### Instructions to follow
Copy out the records precisely, omitting pictures.

* START Listed records *

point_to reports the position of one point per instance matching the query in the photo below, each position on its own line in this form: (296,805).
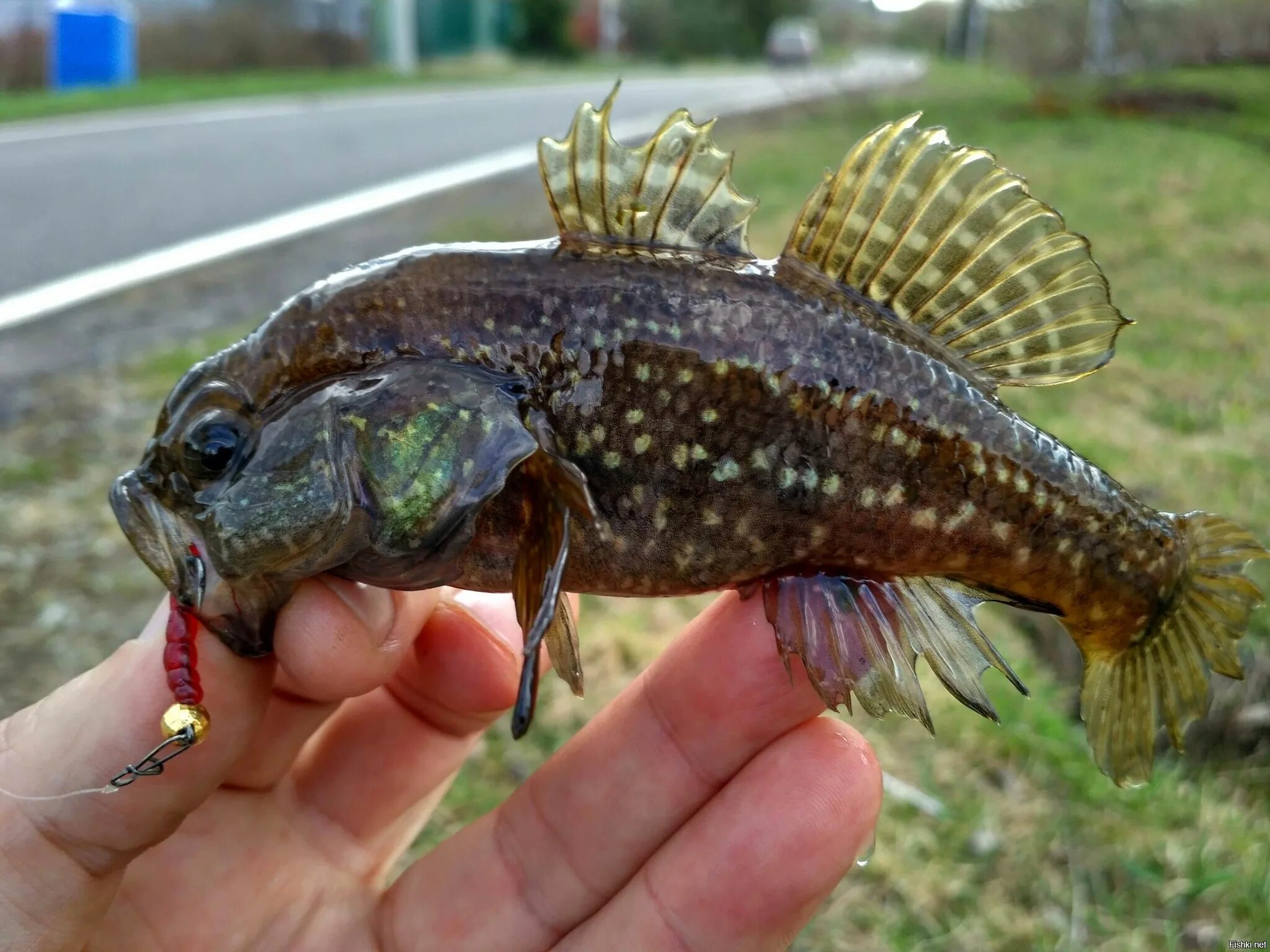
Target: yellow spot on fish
(726,470)
(923,518)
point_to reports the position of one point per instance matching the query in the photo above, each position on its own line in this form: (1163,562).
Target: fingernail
(497,612)
(374,607)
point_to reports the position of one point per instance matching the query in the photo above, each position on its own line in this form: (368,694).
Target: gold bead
(177,718)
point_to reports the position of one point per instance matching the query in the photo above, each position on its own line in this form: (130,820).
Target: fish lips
(242,615)
(161,539)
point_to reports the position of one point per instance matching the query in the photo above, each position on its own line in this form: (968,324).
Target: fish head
(229,507)
(376,475)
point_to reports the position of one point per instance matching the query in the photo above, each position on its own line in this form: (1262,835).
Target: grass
(1036,848)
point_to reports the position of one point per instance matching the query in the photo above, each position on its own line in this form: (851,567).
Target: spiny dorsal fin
(673,192)
(956,247)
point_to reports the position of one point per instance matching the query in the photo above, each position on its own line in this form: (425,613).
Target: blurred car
(793,42)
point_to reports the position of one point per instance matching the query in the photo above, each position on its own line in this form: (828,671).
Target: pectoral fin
(554,489)
(562,640)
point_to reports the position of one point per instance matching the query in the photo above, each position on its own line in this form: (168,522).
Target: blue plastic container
(92,46)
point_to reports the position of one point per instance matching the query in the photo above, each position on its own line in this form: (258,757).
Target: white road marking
(92,283)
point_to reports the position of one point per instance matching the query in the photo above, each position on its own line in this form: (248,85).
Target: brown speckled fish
(642,408)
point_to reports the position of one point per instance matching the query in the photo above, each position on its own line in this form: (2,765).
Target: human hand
(706,808)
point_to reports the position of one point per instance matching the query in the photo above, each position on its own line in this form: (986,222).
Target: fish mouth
(242,614)
(164,544)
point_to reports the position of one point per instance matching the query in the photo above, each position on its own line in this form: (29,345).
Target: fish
(641,407)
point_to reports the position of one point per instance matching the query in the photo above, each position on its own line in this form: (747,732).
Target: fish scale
(639,407)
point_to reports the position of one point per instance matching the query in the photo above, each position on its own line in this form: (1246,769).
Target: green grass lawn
(1036,848)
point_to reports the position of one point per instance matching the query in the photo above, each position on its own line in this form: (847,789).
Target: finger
(66,856)
(750,870)
(413,735)
(580,827)
(333,640)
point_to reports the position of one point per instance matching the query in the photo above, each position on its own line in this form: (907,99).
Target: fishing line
(187,721)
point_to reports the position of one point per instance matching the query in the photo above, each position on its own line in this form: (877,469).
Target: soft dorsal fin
(673,192)
(957,247)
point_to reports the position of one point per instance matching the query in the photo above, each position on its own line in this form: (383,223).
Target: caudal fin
(1163,674)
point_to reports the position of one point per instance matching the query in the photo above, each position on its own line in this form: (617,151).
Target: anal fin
(863,638)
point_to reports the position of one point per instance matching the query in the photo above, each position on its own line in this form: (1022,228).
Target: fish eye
(213,446)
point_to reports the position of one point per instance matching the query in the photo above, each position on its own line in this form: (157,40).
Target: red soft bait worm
(179,655)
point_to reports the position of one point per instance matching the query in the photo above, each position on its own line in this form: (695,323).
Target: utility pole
(610,25)
(1100,37)
(402,37)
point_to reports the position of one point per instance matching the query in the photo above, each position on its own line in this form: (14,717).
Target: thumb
(61,861)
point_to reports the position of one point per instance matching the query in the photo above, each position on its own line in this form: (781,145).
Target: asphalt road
(86,192)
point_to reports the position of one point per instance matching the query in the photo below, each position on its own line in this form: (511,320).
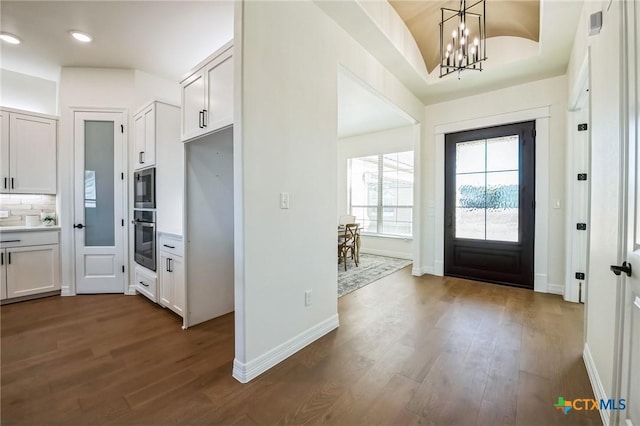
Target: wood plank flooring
(409,350)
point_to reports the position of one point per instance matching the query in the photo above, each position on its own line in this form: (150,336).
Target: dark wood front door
(490,204)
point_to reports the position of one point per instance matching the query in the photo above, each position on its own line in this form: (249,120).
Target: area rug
(370,269)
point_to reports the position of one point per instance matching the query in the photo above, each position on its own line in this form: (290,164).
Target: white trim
(555,289)
(494,120)
(541,116)
(596,383)
(387,253)
(246,372)
(419,271)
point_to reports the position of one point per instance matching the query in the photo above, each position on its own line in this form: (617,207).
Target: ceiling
(503,18)
(165,38)
(529,40)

* END Listed records *

### Correct response
point_to reports the position of one point per instance matching the query in the photo below, each position on its own line in this form: (296,805).
Target: yellow spot on fish
(726,470)
(923,518)
point_to reports the position of one point per instance matching the query in the photo above, each position on its own line in this form: (1163,562).
Target: fingernail
(497,612)
(374,607)
point_to reports the position of one point per instance matching the query in the photo above, each position on its own line in this form: (368,694).
Target: gold bead
(177,718)
point_to reports the position of one point per instance matching the query in the photo above, each position on its own line in this form: (130,820).
Target: fish lips
(242,615)
(161,539)
point_to reports the position of one point per instance matching the query in the photo above, each position on its own line in this form: (968,324).
Target: fish head
(229,507)
(376,475)
point_to reports the position of one point per instance matching the query in the photo above, each position on its own line in this form: (1262,835).
Target: grass
(1036,848)
point_to reports the position of one point per instance matching the query in the photo above, each position on its own line in this form: (851,567).
Target: spiny dorsal fin
(673,192)
(956,247)
point_to reports the position of one point per instance matching the query in the photo above, each position on its own line in this form: (425,613).
Target: blurred car
(793,42)
point_to reports the position of one point per instance matching the query in the photo above, each position on its own line in this form: (828,671).
Target: pectoral fin
(554,489)
(562,640)
point_to reports the position of one point per instance matching the query in the photo above, each position on its own line in this form: (168,522).
Target: blue plastic container
(92,46)
point_to reports the position of one point per instance matching the query in the photo above, each position on its own line in this form: (258,757).
Target: white road marking
(92,283)
point_to reports the position of one point per instance matching the query in the photo above, each position on its own line in this form: (248,85).
Target: brown speckled fish
(642,408)
point_to reports the position of one point per instance matching the query in the photo above, each position on its own line in this form: (2,765).
Target: human hand
(706,808)
point_to reports the position of one point per instance matching the query in the photo above, each position on its own line in this form: (986,222).
Target: fish mouth
(242,614)
(164,544)
point_to reports the position of one point per instance matching the query in the photo above, each position on its own line in this form: (29,345).
Target: fish
(641,407)
point_to reports the position of one point per instance matching the query in the photo above, each position on its own line in this form: (747,732).
Target: fish scale
(639,407)
point_to reports the position of one point per instance matching the query in the photo above, each position on its own line in this form: (1246,769).
Target: green grass lawn
(1036,848)
point_to reports the position of one point per instance matching the query in the photo above, each position on its own line in this form: (847,789).
Target: finger
(66,856)
(750,870)
(413,735)
(580,827)
(333,640)
point_to reports the position of one point per instance matching the query in the photo above, each position on its own line in this form: (907,99).
Target: fishing line
(187,721)
point_to reports the position of one point per instance matching the query in the photo above, each position on its own line in this form: (877,469).
Target: soft dorsal fin
(673,192)
(957,247)
point_to reports the position of one point per instance matching the query in the photo above, each position on its own line in this form: (383,223).
Target: caudal fin
(1163,674)
point_to reports the position of one point per instance matching the query in the photo above, each position on its own line in this form: (617,151).
Target: anal fin
(863,638)
point_to reports the position of one point per instance matching the query in the photo above, each position on its own line in this form: (1022,228).
Target: fish eye
(213,446)
point_to reports the position of one point per instance matching the query in the photo above, each position on its own line in this form: (157,40).
Target: red soft bait worm
(179,655)
point_to reports the position of one point per instance matching the query in the photo above, each position on its own line in this form: (695,323).
Target: utility pole
(610,25)
(1100,37)
(402,37)
point_to reports the position of one point per instance matching the query in the photo above, each position on its own line in this form: (14,717).
Target: thumb
(61,861)
point_to reports the position of one point per instance matching the query in the photo above, each position on its own line in this form: (781,145).
Target: asphalt road
(86,192)
point_to reports the position of one point per instance matching the query in the photo below, each position on its own line in this form: (511,320).
Target: wood plank flooring
(409,350)
point_to reports the position of one point per instance matching the query in the photo above, each position on its own line in this form: (150,336).
Target: dark wood front door
(490,204)
point_to reports the position of one point per instance matching the query in the photo above, each position on its own line in this form: (249,120).
Target: area rug
(370,269)
point_to reports the position of one point per instance matching the query in the photo above, each position on its own line in this form: (290,164).
Target: white trim
(555,289)
(494,120)
(541,116)
(596,383)
(387,253)
(246,372)
(419,271)
point_to reports the position of one point per instance matching the query in the photo above, each position on its own line in this form: (617,207).
Target: ceiling
(503,18)
(165,38)
(529,40)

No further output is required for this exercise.